## The task
All of the data that follows is to be printed exactly, without pictures.

━━━ Extracted records ━━━

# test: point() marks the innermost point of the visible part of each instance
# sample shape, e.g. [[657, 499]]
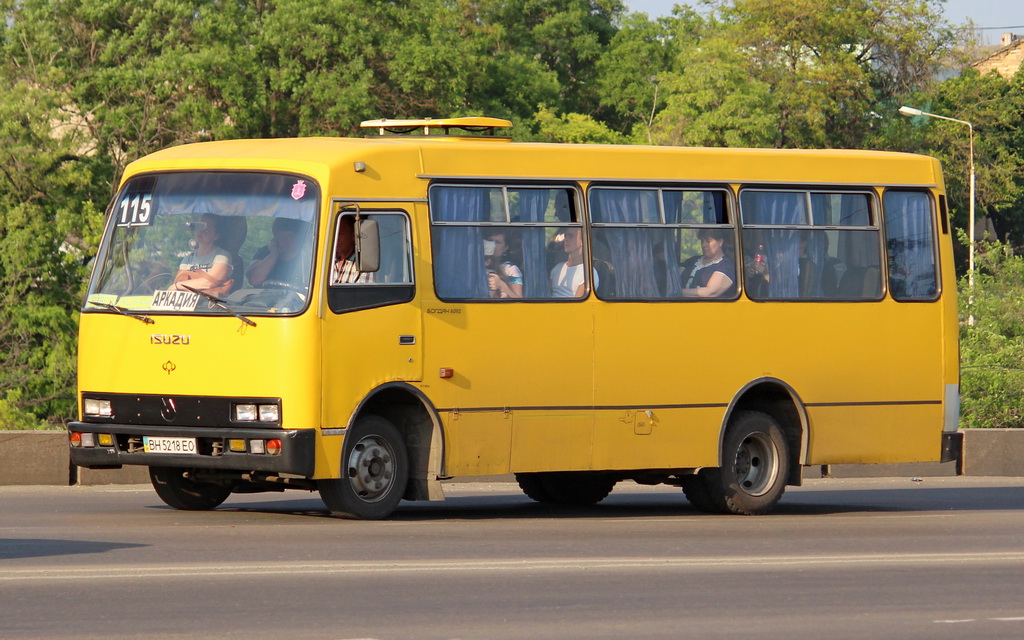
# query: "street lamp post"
[[909, 112]]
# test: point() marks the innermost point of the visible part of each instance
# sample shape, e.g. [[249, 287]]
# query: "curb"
[[42, 458]]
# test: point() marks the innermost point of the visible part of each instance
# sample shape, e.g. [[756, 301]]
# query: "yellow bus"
[[367, 317]]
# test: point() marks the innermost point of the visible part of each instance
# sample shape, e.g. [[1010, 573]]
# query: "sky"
[[995, 16]]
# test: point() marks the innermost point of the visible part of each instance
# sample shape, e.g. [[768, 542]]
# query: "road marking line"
[[453, 565]]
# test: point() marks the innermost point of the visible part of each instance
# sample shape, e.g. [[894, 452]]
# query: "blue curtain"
[[631, 250], [532, 205], [781, 246], [910, 245], [459, 260]]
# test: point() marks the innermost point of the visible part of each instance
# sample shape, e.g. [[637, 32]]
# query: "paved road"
[[892, 558]]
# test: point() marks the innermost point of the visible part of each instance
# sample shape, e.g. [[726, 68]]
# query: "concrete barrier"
[[35, 458], [993, 452], [42, 458]]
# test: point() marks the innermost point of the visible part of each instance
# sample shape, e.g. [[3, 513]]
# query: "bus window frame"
[[939, 227], [875, 211], [347, 297], [578, 219], [731, 210]]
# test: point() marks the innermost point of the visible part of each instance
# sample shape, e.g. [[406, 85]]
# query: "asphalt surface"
[[864, 558]]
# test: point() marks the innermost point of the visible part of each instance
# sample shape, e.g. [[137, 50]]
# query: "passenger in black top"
[[711, 274]]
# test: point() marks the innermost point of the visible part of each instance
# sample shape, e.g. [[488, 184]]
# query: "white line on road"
[[453, 565]]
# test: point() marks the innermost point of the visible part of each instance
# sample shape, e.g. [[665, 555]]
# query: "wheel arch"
[[416, 418], [781, 401]]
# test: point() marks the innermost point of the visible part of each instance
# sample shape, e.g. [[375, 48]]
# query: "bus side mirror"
[[368, 246]]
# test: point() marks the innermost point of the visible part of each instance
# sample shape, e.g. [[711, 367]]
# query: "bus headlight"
[[269, 413], [245, 413], [251, 412]]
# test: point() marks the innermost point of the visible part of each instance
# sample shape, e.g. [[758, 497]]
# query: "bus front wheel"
[[374, 472], [755, 464], [178, 491]]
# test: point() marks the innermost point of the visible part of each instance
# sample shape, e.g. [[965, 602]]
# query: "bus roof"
[[394, 160]]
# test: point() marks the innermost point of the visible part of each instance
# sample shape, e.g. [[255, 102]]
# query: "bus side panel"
[[657, 438], [875, 434], [524, 365], [478, 443]]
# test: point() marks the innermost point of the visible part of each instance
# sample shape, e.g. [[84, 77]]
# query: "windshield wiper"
[[220, 304], [124, 311]]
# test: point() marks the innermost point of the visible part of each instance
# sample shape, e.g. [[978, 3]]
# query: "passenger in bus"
[[345, 270], [711, 274], [208, 266], [281, 259], [567, 278], [504, 278]]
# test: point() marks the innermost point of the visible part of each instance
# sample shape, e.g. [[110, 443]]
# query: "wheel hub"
[[371, 468], [757, 464]]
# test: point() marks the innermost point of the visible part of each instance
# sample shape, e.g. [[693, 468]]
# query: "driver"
[[281, 259]]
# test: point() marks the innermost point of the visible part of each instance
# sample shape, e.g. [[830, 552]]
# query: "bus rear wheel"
[[374, 472], [180, 492], [755, 464]]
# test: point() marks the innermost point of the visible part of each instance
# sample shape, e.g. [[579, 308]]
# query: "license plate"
[[169, 445]]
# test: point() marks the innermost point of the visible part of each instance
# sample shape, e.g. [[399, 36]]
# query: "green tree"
[[992, 348], [810, 72], [47, 222]]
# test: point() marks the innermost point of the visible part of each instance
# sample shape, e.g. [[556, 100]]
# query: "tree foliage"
[[992, 347]]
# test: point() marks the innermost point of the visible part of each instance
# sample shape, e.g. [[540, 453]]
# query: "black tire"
[[374, 472], [181, 493], [532, 485], [696, 492], [755, 465]]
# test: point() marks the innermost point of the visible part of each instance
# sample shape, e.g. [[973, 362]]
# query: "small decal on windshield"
[[174, 301]]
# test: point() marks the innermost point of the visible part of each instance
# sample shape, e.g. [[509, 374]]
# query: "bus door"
[[372, 331]]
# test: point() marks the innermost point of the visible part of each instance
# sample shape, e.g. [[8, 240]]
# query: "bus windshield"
[[178, 242]]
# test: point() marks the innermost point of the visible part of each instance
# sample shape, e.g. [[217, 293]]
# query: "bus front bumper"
[[113, 445]]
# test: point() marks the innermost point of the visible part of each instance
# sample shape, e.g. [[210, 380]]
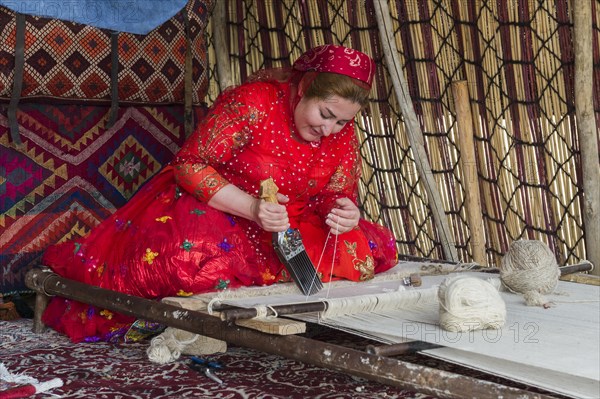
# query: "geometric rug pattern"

━━━

## Answer
# test: point() marks the innermost point of the visible part of each instance
# sample shape, e.g. [[657, 499]]
# query: "street lamp post"
[[909, 112]]
# test: point() marks the innermost point of the visible part of each instance
# sample shape, e.g. [[249, 287]]
# query: "curb"
[[42, 458]]
# test: point() marks the innermost point of the visible part of each instance
# sample shape, e.g. [[756, 301]]
# query: "yellow bus"
[[367, 317]]
# test: point() marks the innermost point of the visible part of each instance
# sample shape, e.g. [[1010, 573]]
# query: "sky"
[[995, 16]]
# test: point() marks the innermost point of the visible part of each instance
# sample shape, e.g. [[768, 542]]
# query: "road marking line"
[[453, 565]]
# test: point() marks the innermost point of the visible part of each instance
# sample shape, e.g. [[894, 452]]
# query: "blue curtain"
[[631, 250], [532, 205], [781, 246], [910, 245], [459, 260]]
# test: point() marks the innermost point of the visible part of each instance
# sample shape, e.g. [[637, 32]]
# query: "paved road"
[[892, 558]]
# test: point() marks the innermost point of the visible part of each instance
# sample shape, e.g. [[726, 68]]
# query: "concrete barrier"
[[35, 458], [993, 452], [42, 458]]
# test: point() marks the innermost point of the visible part of each instance
# sample shape, e.g. [[3, 513]]
# query: "bus window frame"
[[939, 227], [875, 211], [347, 297], [578, 219], [731, 210]]
# test: point() marks the innermost point of the visible part of each instance
# sample shape, e.g. [[406, 85]]
# query: "asphalt surface"
[[864, 558]]
# test: point() marks the innermost point of the visible part of each instance
# sample shape, e.g. [[137, 50]]
# query: "passenger in black top"
[[711, 274]]
# test: point() marks the innermost point of the visible part of each instance
# sample shape, e.g. [[488, 184]]
# query: "white line on road"
[[453, 565]]
# test: point() marks the innermost point of the visible part of each instance
# sample shape, e.g. [[665, 555]]
# query: "wheel arch"
[[416, 418], [781, 401]]
# test: point() marks the innermost point of the visible part of each instance
# sample shape, e.g. [[375, 48]]
# query: "bus side mirror"
[[368, 246]]
# test: point() marks the innermost point of the visible part of each instance
# sample shape, e.g. [[711, 367]]
# query: "bus headlight"
[[269, 413], [245, 413], [251, 412]]
# test: point() marks the innermost point of the visible part of each instance
# sample shape, e.g. [[758, 497]]
# query: "bus front wheel"
[[374, 472], [755, 464], [178, 491]]
# test: point() marks the innermost point of the visible part of each instance
# sample shape, e.g. [[965, 602]]
# query: "bus roof"
[[394, 160]]
# test: point() marks the innermost point of the visible part of each instance
# sample shape, e.g. [[255, 102]]
# query: "bus side panel"
[[657, 438], [875, 434], [524, 365], [478, 443]]
# test: point() marks the innermost point of the visible part of each instance
# sample shape, e.g. [[84, 77]]
# query: "windshield wiper"
[[220, 304], [124, 311]]
# test: point() marks the innermost point of the visible part of each instance
# sample shape, e.g. [[978, 3]]
# query: "passenger in bus"
[[345, 270], [711, 274], [208, 266], [281, 259], [567, 278], [504, 278]]
# test: point() marks the innermost point of the visible part of each instance
# sample shape, e.g. [[110, 443]]
# query: "wheel hub"
[[371, 468], [757, 464]]
# test: point() marks the innermost point of the visible part of each instance
# sample shape, e.g. [[693, 468]]
# query: "driver"
[[281, 259]]
# test: point() marks the innermost point of the visible part of each instance
# sample shape, e.g. [[830, 552]]
# query: "bus rear wheel"
[[374, 472], [180, 492], [755, 464]]
# test: point() marks the innermost point of the visible part of each instance
# sample shape, e.g. [[579, 308]]
# query: "license plate"
[[169, 445]]
# test: point() marks the innermost point of the visible part of each instance
# sample shape, e.g. [[399, 36]]
# query: "green tree"
[[992, 348], [810, 72], [47, 222]]
# test: point() marks the innermost point of the visible part of each instance
# sample shape, e.g. [[556, 100]]
# query: "tree foliage"
[[992, 347]]
# test: point() marks the innermost point of the visible part of each instance
# sample shape, e.g. [[540, 453]]
# query: "black tire"
[[374, 472], [181, 493], [532, 485], [696, 492], [755, 465]]
# test: point() marks the innermost point of the visible part of each instance
# sample shape, e.g. [[973, 362]]
# query: "small decal on windshield"
[[174, 301]]
# test: point() marks the innermost point of the visible part of each instance
# sample shape, e.g. [[509, 374]]
# query: "bus door"
[[372, 331]]
# test: point() marks the innermost point of the visible part of each instance
# sample shape, e.g. [[8, 240]]
# query: "bus windshield"
[[178, 242]]
# test: point() marks the innermost point of the visible part of each instance
# sample shape, e.g. [[217, 293]]
# query: "bus front bumper"
[[113, 445]]
# test: point() marks the innermost point of the visible part of each instance
# sample shape, e.g. [[210, 380]]
# query: "geometric rug pattern"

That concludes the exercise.